### THE EXERCISE
Recast the stretch of the records below, from the line containing "the black sock" through the end of the records, as a JSON list of strings with one string per line. Leave out blank lines.

### WORKING DATA
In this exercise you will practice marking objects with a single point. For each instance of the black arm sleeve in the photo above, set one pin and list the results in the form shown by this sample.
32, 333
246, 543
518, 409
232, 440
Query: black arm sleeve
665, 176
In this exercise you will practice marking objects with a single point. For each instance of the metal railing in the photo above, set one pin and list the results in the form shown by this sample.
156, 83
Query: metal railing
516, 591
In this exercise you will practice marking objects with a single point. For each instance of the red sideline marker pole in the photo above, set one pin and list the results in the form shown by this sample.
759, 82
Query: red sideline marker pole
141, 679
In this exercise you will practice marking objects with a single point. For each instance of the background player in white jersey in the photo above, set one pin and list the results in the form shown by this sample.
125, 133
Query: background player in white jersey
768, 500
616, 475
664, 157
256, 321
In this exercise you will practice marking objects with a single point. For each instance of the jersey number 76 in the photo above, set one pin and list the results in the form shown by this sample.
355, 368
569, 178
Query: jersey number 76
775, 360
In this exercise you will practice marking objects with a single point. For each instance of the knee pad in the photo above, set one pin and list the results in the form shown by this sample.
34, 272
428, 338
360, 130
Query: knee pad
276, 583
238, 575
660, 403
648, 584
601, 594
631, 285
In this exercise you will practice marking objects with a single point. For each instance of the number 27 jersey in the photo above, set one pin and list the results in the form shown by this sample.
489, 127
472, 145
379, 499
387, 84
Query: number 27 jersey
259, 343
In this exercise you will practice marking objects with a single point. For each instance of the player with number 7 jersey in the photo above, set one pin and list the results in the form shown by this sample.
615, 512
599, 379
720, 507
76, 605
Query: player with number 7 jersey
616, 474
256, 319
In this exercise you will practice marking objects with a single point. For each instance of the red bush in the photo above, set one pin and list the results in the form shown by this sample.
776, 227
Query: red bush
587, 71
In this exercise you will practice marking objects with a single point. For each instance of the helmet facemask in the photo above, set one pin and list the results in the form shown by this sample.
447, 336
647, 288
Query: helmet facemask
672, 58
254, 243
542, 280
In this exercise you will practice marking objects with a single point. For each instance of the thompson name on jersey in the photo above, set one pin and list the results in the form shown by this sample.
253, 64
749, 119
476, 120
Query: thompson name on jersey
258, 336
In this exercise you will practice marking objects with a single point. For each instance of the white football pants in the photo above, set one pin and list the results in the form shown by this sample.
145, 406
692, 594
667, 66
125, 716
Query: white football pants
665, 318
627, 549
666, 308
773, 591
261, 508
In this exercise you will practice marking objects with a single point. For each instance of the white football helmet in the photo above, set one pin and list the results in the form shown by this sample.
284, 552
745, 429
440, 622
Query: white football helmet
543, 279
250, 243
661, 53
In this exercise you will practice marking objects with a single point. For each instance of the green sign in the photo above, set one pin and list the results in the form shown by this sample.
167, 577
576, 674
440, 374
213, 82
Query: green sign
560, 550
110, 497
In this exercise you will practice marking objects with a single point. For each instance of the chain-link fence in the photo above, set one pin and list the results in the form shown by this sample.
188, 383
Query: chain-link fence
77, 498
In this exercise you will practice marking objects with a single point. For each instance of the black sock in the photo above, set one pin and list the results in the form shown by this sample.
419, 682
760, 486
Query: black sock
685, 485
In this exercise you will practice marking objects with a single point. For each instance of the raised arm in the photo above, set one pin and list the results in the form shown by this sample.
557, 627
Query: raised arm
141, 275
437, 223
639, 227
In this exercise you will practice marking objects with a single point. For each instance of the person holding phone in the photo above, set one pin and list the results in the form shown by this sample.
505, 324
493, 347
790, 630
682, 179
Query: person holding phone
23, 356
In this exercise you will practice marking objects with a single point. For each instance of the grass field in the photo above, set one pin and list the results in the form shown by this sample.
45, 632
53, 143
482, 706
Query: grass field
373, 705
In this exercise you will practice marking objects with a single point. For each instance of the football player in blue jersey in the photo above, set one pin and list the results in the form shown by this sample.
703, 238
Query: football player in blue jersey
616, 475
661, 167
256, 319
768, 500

### SOLUTION BELOW
[
  "In this exercise you will practice marking objects with a single point. For each instance of the black sock in the photo above, set one pin and list the results in the form shown by this sample.",
  "419, 682",
  "760, 486",
  "Query: black sock",
  "685, 485",
  "In this exercise you will practice marking objects with a single point. For each instance of the raised arm in the photo above, set one pin and list the results in the form shown by this sample.",
  "557, 627",
  "Query: raised arm",
  "141, 275",
  "437, 223",
  "639, 227",
  "In this exercise you will practice marking objects with a single point. For each instance of the person holding phone in the photo above, set one pin and list the results in the form shown by this sample.",
  "505, 324",
  "493, 347",
  "790, 630",
  "682, 179",
  "Query: person holding phone",
  "23, 356",
  "In this exercise you will practice marking objects with a single point. For each instance of the grass field in the photo above, set one pin and list the results in the form shown by this sample.",
  "45, 632",
  "53, 143",
  "482, 706",
  "Query: grass field",
  "373, 705",
  "In this exercise you will practice marking objects with a single point. For each instance of the football player in blue jersey in the photo above, set one pin and list the results in the form shown by this sample.",
  "703, 238",
  "Query: football player in blue jersey",
  "616, 475",
  "661, 167",
  "256, 319",
  "768, 500"
]